▶ **Fragment dokumentu**
>>>

Gogle i kask narciarski - co musisz wiedzieć?


Sezon narciarski właśnie startuje! Ruszyły pierwsze wyciągi, marzymy o ostrych skrętach na zmrożonym sztruksie, o pierwszych szusach w dziewiczym puchu. Jednak w naszych narciarskich marzeniach nie zapominajmy o najważniejszym – bezpieczeństwie! Podstawowym elementem sprzętu, od którego zależy nasze bezpieczeństwo, jest właśnie kask narciarski. I tą tematyką - kasków i gogli zajmiemy się w dzisiejszej odsłonie naszego bloga. Wielu klientów w sklepie zadaje sprzedawcom pytanie: „czy kask narciarski jest nam naprawdę potrzebny?” Tu odpowiedź jest jedna – tak, przecież głowę mamy tylko jedną! Możemy być najlepszymi narciarzami na świecie, ale nie wyeliminujemy nigdy niebezpieczeństw obiektywnych, takich jak np. wypadki spowodowane przez innych narciarzy… Najważniejsza zasada – jeżeli posiadasz gogle i chcesz dobrać kask lub posiadasz kask i potrzebujesz dokupić gogle – przyjdź do salonu z posiadanym sprzętem. Eksperci zawsze pomogą idealnie dopasować jedno do drugiego.

<<<

▶ **Materiał**
>>>

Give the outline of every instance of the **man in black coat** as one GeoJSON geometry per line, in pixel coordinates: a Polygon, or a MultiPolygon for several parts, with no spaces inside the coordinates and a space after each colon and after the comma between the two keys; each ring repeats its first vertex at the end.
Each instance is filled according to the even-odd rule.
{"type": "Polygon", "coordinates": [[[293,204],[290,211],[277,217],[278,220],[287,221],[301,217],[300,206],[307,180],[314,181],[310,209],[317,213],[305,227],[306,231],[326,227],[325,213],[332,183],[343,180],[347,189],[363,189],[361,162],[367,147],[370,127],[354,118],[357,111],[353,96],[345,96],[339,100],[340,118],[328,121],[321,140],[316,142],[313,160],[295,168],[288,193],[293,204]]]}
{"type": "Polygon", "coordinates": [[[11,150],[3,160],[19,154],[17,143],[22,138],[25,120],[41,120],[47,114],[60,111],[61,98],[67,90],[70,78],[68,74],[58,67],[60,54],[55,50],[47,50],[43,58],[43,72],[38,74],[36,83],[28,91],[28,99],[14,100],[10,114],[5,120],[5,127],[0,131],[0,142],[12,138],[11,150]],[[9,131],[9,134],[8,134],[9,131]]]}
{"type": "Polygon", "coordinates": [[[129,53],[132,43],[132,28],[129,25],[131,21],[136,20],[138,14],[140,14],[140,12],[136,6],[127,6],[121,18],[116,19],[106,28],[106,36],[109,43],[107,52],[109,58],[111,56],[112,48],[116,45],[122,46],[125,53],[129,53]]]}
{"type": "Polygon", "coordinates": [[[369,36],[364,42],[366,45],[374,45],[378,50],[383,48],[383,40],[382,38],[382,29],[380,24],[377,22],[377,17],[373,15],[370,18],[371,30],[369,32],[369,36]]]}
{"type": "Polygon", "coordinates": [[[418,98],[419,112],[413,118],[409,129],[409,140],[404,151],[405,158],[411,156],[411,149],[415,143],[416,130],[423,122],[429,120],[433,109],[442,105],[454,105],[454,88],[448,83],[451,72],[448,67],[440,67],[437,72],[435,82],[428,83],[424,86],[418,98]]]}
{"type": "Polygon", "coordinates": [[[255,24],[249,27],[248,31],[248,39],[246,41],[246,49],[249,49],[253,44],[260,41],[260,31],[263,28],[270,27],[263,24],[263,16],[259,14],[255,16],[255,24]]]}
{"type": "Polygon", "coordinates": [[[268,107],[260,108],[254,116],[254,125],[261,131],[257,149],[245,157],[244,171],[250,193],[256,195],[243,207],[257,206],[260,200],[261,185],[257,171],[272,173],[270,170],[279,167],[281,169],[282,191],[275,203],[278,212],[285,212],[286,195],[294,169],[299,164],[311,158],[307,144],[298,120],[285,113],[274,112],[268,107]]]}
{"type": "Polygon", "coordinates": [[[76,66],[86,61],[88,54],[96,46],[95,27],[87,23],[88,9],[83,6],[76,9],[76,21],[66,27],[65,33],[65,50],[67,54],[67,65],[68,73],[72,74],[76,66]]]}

<<<
>>>

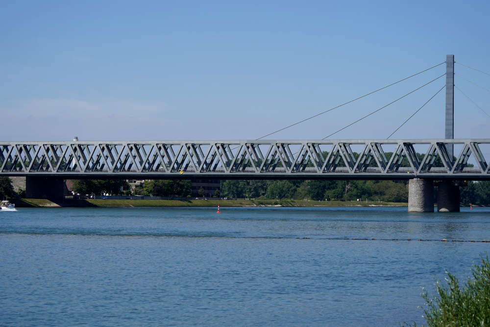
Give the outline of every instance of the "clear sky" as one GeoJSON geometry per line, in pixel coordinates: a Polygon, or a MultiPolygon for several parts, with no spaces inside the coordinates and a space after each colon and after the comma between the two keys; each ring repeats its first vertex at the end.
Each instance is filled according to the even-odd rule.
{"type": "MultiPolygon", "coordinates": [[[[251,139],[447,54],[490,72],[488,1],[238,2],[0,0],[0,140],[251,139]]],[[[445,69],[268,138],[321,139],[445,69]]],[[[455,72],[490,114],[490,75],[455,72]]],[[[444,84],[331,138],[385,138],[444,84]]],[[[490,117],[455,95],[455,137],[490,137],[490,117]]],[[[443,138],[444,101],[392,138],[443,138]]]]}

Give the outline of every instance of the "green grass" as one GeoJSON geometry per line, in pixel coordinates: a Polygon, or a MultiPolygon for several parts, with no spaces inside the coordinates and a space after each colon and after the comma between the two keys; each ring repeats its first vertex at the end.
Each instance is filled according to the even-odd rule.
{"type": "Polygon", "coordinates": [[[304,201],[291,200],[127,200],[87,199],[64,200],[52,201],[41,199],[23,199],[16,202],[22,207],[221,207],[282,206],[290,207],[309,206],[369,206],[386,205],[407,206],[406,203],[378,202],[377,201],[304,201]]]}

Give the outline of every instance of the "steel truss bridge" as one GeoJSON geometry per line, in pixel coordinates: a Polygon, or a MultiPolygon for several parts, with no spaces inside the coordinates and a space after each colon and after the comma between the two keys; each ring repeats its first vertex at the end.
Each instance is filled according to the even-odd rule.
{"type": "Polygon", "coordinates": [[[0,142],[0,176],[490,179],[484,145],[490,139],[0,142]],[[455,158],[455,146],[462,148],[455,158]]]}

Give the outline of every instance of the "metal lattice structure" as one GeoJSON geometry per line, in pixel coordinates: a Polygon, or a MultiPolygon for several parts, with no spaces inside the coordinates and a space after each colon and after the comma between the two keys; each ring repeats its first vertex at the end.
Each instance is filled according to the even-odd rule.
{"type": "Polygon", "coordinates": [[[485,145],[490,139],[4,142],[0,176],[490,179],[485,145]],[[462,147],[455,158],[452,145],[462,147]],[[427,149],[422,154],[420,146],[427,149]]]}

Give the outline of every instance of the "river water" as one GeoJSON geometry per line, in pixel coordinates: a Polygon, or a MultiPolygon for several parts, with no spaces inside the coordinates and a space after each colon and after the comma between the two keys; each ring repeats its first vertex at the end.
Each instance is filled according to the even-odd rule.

<<<
>>>

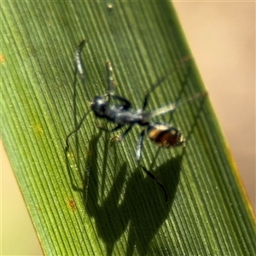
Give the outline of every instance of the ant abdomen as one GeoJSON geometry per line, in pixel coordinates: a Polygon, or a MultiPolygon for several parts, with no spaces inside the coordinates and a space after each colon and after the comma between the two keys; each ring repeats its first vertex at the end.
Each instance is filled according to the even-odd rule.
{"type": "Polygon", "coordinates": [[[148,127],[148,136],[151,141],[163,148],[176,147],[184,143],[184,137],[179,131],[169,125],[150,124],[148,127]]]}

<<<

▶ **Wymagane czynności**
a. Odpowiedz krótko na pytania do tekstu o kasku i goglach narciarskich:
(i) Który element sprzętu tekst nazywa podstawowym dla bezpieczeństwa?
(ii) Jakie pytanie wielu klientów zadaje sprzedawcom w sklepie?
(iii) Co należy zrobić, gdy ma się gogle i chce się dobrać do nich kask?
b. Oceń, czy poniższe stwierdzenia zgadzają się z tekstem o kasku i goglach narciarskich. Przy każdym odpowiedz „tak” lub „nie” i przytocz rozstrzygające słowa tekstu.
(i) Jako przykład niebezpieczeństwa obiektywnego tekst podaje wypadki spowodowane przez innych narciarzy.
(ii) Według tekstu bardzo dobry narciarz może się obejść bez kasku.
(iii) Tekst mówi, że sezon narciarski właśnie się kończy.
c. Pisz dalej tekst o kasku i goglach narciarskich, zaczynając od miejsca po jego ostatnim zdaniu.

▶ **Odpowiedzi do ćwiczenia**
a.
(i) Kask narciarski.
(ii) „czy kask narciarski jest nam naprawdę potrzebny?”
(iii) Przyjść do salonu z posiadanym sprzętem.

b.
(i) Tak: „nie wyeliminujemy nigdy niebezpieczeństw obiektywnych, takich jak np. wypadki spowodowane przez innych narciarzy”
(ii) Nie: „Możemy być najlepszymi narciarzami na świecie, ale nie wyeliminujemy nigdy niebezpieczeństw obiektywnych”
(iii) Nie: „Sezon narciarski właśnie startuje!”

c.
Jak dobrać kask narciarski?

Przede wszystkim – kaski muszą posiadać atesty EN i CE, gwarantujące jakość i certyfikowane bezpieczeństwo. Czym kierować się zatem przy wyborze kasku? Oczywiście oprócz indywidualnych preferencji estetycznych i kolorystycznych? Na co zwrócić uwagę? Po pierwsze – bezpieczny kask to kask odpowiednio dopasowany rozmiarem. Nasi Eksperci dysponują specjalnymi miarkami obwodu głowy. Pamiętajmy jednak, że obwód to tylko jeden z parametrów. Liczy się również głębokość kasku i dobór do kształtu naszej głowy. Dobry kask ma zazwyczaj obwód regulowany w pewnym zakresie. Pozwala nam to na jego użytkowanie np. z nieco grubszą kominiarką.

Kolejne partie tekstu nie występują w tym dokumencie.